Restate word for word the lines of the material below, from the line with "of wooden surface." to the line with "instances of blurred", both lines included, and no others.
◆ ◆ ◆
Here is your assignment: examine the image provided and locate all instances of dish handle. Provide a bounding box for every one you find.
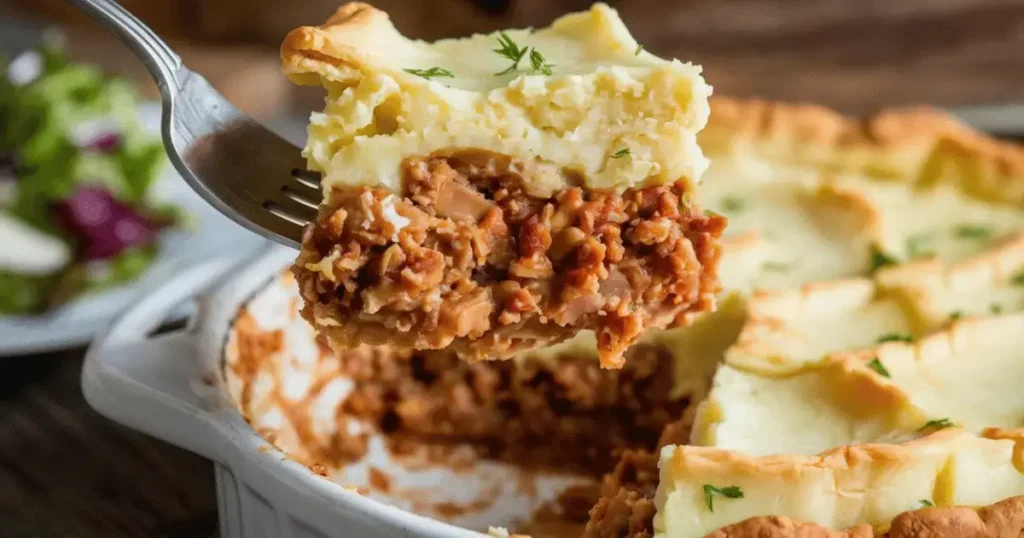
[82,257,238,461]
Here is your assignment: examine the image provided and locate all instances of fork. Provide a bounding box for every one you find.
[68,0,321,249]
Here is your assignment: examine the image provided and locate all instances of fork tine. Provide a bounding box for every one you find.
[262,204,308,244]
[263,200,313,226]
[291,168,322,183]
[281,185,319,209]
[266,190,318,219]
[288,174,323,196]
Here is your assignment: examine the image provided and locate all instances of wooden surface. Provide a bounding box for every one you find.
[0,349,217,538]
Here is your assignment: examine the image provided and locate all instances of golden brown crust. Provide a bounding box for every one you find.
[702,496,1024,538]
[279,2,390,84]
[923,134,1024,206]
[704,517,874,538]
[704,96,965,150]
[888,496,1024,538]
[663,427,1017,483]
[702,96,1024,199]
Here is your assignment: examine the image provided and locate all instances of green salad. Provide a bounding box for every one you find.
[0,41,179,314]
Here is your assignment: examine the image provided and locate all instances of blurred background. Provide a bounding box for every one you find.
◆ ◆ ◆
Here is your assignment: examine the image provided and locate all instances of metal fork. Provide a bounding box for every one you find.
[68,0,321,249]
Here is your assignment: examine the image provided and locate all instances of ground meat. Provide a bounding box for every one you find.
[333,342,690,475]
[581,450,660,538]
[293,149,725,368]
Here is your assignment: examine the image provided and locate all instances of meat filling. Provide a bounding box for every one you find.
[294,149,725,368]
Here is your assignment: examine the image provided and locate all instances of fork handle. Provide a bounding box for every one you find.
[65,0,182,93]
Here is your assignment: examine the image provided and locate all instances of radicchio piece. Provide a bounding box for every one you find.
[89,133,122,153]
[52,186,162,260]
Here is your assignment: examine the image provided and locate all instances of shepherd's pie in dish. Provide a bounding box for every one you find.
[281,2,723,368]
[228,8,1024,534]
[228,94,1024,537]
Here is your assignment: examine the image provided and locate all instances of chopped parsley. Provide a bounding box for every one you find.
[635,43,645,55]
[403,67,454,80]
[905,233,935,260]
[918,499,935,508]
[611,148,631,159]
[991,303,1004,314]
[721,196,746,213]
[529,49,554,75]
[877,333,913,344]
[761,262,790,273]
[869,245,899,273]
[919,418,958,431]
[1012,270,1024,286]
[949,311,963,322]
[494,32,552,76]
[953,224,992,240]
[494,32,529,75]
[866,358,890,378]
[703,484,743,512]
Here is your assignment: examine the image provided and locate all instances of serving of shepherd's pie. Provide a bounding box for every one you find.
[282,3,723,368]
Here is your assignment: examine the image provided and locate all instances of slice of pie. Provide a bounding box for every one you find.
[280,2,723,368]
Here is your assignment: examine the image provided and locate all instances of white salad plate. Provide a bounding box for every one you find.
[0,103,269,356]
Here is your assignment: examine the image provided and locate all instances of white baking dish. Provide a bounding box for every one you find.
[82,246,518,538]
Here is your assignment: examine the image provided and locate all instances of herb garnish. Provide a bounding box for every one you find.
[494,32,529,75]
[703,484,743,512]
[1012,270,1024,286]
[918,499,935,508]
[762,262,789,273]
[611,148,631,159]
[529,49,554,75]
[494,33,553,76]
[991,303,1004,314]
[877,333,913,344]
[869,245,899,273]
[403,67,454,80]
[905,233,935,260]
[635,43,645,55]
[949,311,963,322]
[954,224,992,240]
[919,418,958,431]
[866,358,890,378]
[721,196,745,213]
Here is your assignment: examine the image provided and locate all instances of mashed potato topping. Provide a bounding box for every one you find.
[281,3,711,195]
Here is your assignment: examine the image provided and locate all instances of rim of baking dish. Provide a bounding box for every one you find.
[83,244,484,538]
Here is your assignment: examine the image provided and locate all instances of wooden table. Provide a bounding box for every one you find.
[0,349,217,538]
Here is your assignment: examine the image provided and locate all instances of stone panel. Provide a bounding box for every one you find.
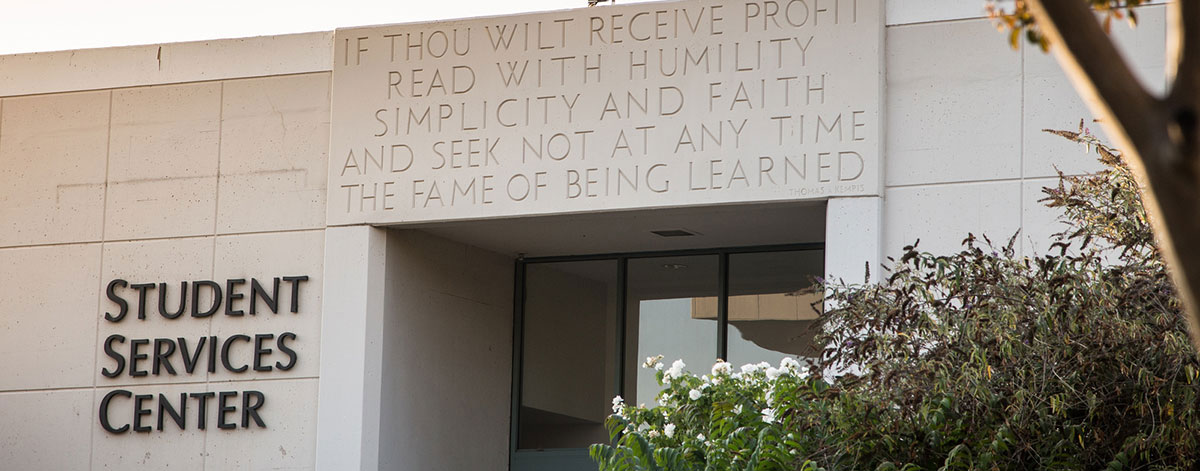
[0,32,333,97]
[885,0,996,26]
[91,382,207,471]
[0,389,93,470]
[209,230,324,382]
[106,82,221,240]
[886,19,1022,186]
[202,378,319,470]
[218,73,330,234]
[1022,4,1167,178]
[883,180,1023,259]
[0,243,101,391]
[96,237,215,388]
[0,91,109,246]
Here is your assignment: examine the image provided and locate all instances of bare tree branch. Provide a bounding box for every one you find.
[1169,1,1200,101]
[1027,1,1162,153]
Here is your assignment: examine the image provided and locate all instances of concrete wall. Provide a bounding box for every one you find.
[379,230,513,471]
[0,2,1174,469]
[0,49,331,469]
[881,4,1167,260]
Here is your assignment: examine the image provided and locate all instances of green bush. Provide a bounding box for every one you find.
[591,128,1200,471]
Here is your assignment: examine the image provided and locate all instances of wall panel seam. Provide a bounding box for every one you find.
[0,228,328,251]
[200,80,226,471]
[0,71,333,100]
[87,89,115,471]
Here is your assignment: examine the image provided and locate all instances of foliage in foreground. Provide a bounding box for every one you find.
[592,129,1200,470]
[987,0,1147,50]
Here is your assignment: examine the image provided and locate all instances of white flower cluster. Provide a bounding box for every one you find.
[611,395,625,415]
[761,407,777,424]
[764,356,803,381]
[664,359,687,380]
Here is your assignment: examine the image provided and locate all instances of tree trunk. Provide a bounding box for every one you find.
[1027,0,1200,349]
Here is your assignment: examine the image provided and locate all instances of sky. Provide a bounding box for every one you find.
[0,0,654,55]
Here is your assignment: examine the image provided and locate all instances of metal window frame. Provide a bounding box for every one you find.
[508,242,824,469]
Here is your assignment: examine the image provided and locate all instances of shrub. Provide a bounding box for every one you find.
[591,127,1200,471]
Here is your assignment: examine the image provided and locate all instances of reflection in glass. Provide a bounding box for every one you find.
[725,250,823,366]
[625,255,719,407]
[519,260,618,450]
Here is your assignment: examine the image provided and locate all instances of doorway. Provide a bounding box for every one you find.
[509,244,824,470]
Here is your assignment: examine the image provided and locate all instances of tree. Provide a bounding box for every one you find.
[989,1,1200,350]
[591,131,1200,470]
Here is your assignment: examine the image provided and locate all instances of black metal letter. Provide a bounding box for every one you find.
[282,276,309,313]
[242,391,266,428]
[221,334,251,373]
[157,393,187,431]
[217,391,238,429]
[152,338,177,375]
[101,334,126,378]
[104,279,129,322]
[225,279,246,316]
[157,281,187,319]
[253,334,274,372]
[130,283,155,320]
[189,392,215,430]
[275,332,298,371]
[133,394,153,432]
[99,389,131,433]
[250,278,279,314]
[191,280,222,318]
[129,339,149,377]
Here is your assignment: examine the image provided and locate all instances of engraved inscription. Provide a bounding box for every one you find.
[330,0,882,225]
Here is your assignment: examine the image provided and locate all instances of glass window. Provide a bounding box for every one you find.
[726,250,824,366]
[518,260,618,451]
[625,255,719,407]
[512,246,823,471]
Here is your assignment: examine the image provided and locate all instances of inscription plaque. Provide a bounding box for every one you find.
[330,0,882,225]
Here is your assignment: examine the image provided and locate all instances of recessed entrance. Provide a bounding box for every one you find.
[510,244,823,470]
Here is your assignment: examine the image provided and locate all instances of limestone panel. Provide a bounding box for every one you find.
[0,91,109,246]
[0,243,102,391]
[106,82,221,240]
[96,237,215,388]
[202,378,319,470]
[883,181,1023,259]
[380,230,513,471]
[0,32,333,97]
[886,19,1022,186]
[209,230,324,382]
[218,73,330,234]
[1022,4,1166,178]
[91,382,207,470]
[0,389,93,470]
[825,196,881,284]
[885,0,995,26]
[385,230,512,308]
◆ ◆ ◆
RESPONSE TO THIS TASK:
Here is your assignment: examine the image provided and locate all instances of wooden surface. Provide a bounding box for every one you find.
[0,349,217,538]
Here is your assignment: examine the image provided and locate all instances of golden brown crust. Provide a bounding box for every one you find.
[702,496,1024,538]
[279,2,390,84]
[923,134,1024,206]
[704,517,874,538]
[704,96,965,150]
[888,496,1024,538]
[663,427,1017,483]
[702,96,1024,199]
Here is your assignment: examine the image provided and locate all instances of green salad. Provide a bounding box for every one you find.
[0,41,179,314]
Here is your assignment: examine the image provided and locate all instances of blurred background. Provide a bounding box for every one you find.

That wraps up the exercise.